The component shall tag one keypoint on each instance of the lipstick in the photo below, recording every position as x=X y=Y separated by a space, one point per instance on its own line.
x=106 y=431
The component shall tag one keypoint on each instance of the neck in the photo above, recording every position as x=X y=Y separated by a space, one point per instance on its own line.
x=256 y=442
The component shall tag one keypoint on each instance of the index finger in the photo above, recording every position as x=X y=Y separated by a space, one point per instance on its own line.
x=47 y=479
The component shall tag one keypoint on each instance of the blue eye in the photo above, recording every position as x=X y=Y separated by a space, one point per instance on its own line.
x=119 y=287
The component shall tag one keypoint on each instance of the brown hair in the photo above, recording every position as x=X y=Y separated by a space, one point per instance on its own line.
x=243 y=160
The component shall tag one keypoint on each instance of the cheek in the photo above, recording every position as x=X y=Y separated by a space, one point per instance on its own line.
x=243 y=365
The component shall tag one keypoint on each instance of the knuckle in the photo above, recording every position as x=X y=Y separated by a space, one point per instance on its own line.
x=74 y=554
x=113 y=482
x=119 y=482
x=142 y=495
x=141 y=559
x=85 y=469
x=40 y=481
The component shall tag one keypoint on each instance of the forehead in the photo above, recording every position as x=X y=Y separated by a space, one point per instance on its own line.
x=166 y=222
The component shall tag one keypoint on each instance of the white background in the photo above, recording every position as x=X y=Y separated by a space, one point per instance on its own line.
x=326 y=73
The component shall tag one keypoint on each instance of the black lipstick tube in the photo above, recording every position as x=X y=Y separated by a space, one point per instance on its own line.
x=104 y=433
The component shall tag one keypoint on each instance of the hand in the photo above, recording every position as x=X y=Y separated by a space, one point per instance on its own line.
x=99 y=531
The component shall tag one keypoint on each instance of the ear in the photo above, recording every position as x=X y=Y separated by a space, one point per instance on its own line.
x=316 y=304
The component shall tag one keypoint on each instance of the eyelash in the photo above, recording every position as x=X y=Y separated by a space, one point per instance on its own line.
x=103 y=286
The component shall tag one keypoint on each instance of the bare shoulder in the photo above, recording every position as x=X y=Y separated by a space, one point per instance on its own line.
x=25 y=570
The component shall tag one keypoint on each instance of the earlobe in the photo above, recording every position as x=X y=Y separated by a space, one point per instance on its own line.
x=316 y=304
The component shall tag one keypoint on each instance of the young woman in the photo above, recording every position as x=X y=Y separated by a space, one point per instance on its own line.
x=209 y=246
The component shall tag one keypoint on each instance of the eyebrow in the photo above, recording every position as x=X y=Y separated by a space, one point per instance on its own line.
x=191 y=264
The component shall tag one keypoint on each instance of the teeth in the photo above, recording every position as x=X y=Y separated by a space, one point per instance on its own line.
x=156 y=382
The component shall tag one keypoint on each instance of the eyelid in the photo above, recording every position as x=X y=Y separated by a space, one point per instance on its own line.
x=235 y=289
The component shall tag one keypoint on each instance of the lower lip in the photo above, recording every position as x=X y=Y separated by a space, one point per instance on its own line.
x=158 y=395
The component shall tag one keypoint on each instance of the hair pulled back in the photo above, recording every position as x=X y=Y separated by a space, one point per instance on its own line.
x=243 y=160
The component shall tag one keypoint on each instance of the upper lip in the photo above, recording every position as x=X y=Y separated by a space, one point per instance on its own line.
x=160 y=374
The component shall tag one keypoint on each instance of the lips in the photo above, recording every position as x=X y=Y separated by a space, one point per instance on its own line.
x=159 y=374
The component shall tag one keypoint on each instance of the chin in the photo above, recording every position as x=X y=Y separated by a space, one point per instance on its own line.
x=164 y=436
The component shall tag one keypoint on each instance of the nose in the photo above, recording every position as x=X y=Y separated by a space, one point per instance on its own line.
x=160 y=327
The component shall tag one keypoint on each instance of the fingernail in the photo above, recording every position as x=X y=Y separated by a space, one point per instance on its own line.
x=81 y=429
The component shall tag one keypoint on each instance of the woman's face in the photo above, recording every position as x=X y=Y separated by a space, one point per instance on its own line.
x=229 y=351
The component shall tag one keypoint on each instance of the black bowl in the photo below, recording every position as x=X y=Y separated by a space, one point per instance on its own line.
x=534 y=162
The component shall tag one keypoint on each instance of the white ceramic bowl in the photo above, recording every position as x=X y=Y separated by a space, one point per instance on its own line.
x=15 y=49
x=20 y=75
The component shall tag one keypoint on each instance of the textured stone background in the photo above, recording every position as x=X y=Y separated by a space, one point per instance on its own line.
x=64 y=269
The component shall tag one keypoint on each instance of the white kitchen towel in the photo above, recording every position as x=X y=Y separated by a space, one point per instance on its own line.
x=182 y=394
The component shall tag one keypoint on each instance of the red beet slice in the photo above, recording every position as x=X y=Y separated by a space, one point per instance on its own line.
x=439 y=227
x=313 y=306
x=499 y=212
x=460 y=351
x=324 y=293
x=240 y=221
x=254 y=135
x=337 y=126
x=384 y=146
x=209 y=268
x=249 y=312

What you have to do: Could you format the lines above, from the one containing "of the earlobe" through the one containing "x=158 y=395", inclusive, as a Markdown table with the columns Row and Line, omitting any blank lines?

Solved problem:
| Row | Line |
|---|---|
| 1 | The component shall tag one keypoint on each instance of the earlobe in the photo above, recording every position as x=X y=Y separated by a space, one point per instance on its own line. |
| 2 | x=316 y=304 |
| 3 | The component shall tag one keypoint on each instance of the young woman in the photo above, recording every position as x=X y=Y separated by a space, one point per instance on its own line. |
| 4 | x=209 y=246 |
| 5 | The component shall tag one keypoint on each instance of the eyebrow in the photo above, recording every position as x=X y=Y separated by a space, one point per instance on its own line. |
| 6 | x=191 y=264 |
| 7 | The component shall tag one keypoint on each instance of the teeth in the photo above, recording every position as x=X y=Y separated by a space, one point per instance on its own line. |
| 8 | x=156 y=382 |
| 9 | The component shall tag one keypoint on each instance of the eyelid in the photo above, recording every position as x=X y=Y separated by a space, one point per instance on its own line. |
| 10 | x=235 y=289 |
| 11 | The component shall tag one keypoint on each instance of the lower lip in the photo above, recording every position as x=X y=Y separated by a space, one point per instance on its own line. |
| 12 | x=158 y=395 |